## [PAGE EXTRACT]
The Exchange notes that volume and quoting-based incentives (such as tiers) have been widely adopted by exchanges, including
the Exchange, and are reasonable, equitable and not unfairly discriminatory because they are open to all members on an equal
basis and provide additional benefits that are reasonably related to the value of an exchange's market quality associated
with higher levels of market activity, such as higher levels of liquidity provision and/or growth patterns, and the introduction
of higher volumes of orders into the price and volume discovery process. The Exchange believes that Liquidity Provision Tier
4, as modified by the proposed changes to the required criteria under such tier, is reasonable, equitable and not unfairly
discriminatory, as such tier will continue to provide Members with an incremental incentive to achieve certain volume thresholds
on the Exchange, is available to all Members on an equal basis, and, as described above, is designed to encourage Members
to maintain or increase their order flow, including in the form of displayed, liquidity-adding orders to the Exchange, thereby
contributing to a deeper, more liquid and well balanced market ecosystem on the Exchange to the benefit of all Members and
market participants.

The Exchange also believes that such tier reflects a reasonable and equitable allocation of fees and rebates, as the Exchange
believes that, after giving effect to the changes proposed herein, the enhanced rebate for executions of Added Displayed Volume
under such tier is commensurate with the corresponding required criteria under the tier and is reasonably related to the market
quality benefits that the tier is designed to achieve, as described above. Additionally, the Exchange believes the proposed
new Retail Sub-Dollar Liquidity Removal Tier is reasonable, in that it is comparable to pricing incentives adopted by other
exchanges that charge a reduced fee for executions of Removed Sub-Dollar Retail Volume for firms that achieve a specified
volume threshold. (16)

For the reasons discussed above, the Exchange submits that the proposal satisfies the requirements of Sections 6(b)(4) and
6(b)(5) of the Act (17) in that it provides for the equitable allocation of reasonable dues, fees and other charges among its Members and other persons
using its facilities and is not designed to unfairly discriminate between customers, issuers, brokers, or dealers. As described
more fully below in the Exchange's statement regarding

  the burden on competition, the Exchange believes that its transaction pricing is subject to significant competitive forces,
  and that the proposed rebates described herein are appropriate to address such forces.

B. Self-Regulatory Organization's Statement on Burden on Competition

The Exchange does not believe that the proposal will result in any burden on competition that is not necessary or appropriate
in furtherance of the purposes of the Act. Instead, as discussed above, the proposal is intended to incentivize market participants
to direct additional order flow to the Exchange, thereby enhancing liquidity and market quality on the Exchange to the benefit
of all Members and market participants. As a result, the Exchange believes the proposal would enhance its competitiveness
as a market that attracts actionable orders, thereby making it a more desirable destination venue for its customers. For these
reasons, the Exchange believes that the proposal furthers the Commission's goal in adopting Regulation NMS of fostering competition
among orders, which promotes “more efficient pricing of individual stocks for all types of orders, large and small.” (18)

## [PROVIDED RECORDS]
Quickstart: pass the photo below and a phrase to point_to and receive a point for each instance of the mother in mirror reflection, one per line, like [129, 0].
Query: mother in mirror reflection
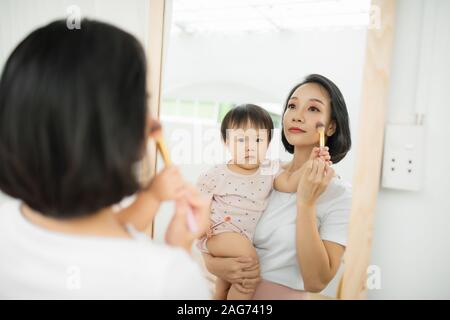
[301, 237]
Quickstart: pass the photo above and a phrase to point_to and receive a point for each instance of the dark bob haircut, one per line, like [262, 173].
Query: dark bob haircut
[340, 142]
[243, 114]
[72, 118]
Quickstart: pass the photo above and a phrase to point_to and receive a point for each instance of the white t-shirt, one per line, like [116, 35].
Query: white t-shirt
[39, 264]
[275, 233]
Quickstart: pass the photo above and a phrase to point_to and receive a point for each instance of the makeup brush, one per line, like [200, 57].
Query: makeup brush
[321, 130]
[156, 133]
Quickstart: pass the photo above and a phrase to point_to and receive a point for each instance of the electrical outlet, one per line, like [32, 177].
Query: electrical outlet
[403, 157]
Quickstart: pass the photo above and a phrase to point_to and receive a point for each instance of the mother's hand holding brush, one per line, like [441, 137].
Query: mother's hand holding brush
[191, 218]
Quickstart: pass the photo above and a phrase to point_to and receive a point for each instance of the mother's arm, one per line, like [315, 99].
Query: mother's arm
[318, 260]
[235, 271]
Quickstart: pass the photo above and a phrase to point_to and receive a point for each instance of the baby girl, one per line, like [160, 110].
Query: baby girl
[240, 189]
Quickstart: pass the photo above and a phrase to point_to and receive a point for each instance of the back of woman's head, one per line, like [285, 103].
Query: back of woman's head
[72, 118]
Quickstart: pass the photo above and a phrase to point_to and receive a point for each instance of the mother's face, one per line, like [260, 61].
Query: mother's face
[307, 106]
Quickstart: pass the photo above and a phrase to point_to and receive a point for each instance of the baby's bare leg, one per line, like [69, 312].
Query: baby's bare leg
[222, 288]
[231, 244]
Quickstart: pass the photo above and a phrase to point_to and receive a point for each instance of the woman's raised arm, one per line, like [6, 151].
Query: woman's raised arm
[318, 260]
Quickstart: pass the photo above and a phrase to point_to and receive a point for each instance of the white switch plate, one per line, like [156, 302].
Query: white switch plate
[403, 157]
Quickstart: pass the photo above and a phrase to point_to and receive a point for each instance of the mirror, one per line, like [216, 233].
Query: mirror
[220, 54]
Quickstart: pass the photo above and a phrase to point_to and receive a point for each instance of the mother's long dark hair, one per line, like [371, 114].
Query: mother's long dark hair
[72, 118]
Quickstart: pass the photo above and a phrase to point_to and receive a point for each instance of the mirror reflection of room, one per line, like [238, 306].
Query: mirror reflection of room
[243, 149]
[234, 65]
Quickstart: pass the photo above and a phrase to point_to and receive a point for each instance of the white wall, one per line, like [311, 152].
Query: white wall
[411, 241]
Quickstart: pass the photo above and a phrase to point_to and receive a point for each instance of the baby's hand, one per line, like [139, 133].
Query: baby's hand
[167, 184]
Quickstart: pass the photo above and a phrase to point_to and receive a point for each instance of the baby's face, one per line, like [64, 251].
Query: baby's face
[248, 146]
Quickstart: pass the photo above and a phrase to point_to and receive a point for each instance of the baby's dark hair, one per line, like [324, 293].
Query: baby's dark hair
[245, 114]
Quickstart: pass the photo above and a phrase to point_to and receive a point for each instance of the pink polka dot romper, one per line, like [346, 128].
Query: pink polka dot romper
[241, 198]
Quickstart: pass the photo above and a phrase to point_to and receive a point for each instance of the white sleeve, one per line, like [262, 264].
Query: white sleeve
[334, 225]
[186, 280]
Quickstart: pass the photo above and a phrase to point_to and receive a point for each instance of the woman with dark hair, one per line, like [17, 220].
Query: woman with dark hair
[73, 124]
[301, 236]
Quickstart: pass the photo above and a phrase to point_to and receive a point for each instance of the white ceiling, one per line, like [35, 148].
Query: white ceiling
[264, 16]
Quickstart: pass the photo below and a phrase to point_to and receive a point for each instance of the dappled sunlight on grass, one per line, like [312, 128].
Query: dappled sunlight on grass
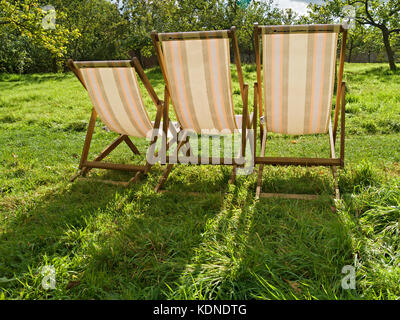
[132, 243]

## [PROBLEM TO SOLVE]
Please name the two sections of the Act that the exchange fee filing says the proposal satisfies.

## [TASK RESULT]
Sections 6(b)(4) and 6(b)(5) of the Act.